## What is required
From the line containing "Target — small tree" down to the line containing "like [67, 101]." in the records below, reproduce every line exactly, ends included, and omit all others.
*** Block opens ***
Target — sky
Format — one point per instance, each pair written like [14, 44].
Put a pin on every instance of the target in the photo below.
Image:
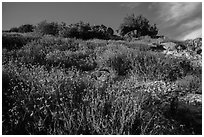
[176, 20]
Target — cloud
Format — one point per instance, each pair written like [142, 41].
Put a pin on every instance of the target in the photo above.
[131, 5]
[175, 12]
[192, 35]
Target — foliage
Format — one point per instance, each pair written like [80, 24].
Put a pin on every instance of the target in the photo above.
[47, 28]
[23, 28]
[56, 85]
[86, 31]
[26, 28]
[15, 41]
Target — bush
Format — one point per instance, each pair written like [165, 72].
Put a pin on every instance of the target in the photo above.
[83, 60]
[26, 28]
[46, 28]
[118, 57]
[59, 102]
[190, 84]
[15, 41]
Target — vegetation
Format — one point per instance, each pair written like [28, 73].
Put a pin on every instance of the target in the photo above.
[23, 28]
[57, 84]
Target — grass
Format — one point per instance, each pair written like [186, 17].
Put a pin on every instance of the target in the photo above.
[68, 86]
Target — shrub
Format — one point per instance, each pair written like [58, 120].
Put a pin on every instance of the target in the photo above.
[190, 84]
[26, 28]
[83, 60]
[140, 24]
[118, 58]
[46, 28]
[15, 41]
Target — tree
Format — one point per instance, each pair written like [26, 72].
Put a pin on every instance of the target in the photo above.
[48, 28]
[14, 29]
[140, 24]
[26, 28]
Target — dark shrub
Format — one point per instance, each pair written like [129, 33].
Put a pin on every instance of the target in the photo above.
[47, 28]
[138, 26]
[15, 41]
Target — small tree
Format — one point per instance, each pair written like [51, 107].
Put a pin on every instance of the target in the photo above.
[14, 29]
[26, 28]
[48, 28]
[140, 24]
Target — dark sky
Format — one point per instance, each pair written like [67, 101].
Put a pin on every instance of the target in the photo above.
[174, 20]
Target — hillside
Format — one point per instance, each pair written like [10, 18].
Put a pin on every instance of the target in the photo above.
[144, 86]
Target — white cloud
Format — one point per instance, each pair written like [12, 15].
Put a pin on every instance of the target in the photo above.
[175, 12]
[192, 35]
[192, 23]
[131, 5]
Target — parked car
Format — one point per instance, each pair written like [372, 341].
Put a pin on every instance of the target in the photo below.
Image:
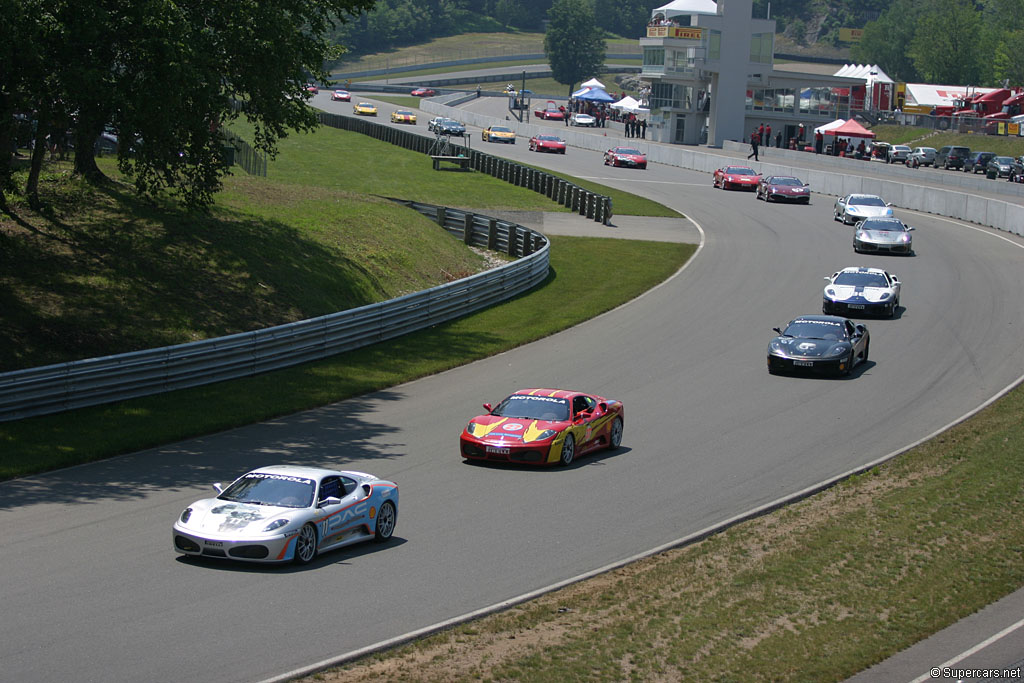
*** Block closes ***
## Solution for this exercise
Target — small tree
Format — one point per instance, each pair written like [51, 107].
Put a pin on every instance of the target in the photo above.
[14, 29]
[26, 28]
[48, 28]
[140, 24]
Target — dark sky
Format — one point per instance, each pair written like [67, 101].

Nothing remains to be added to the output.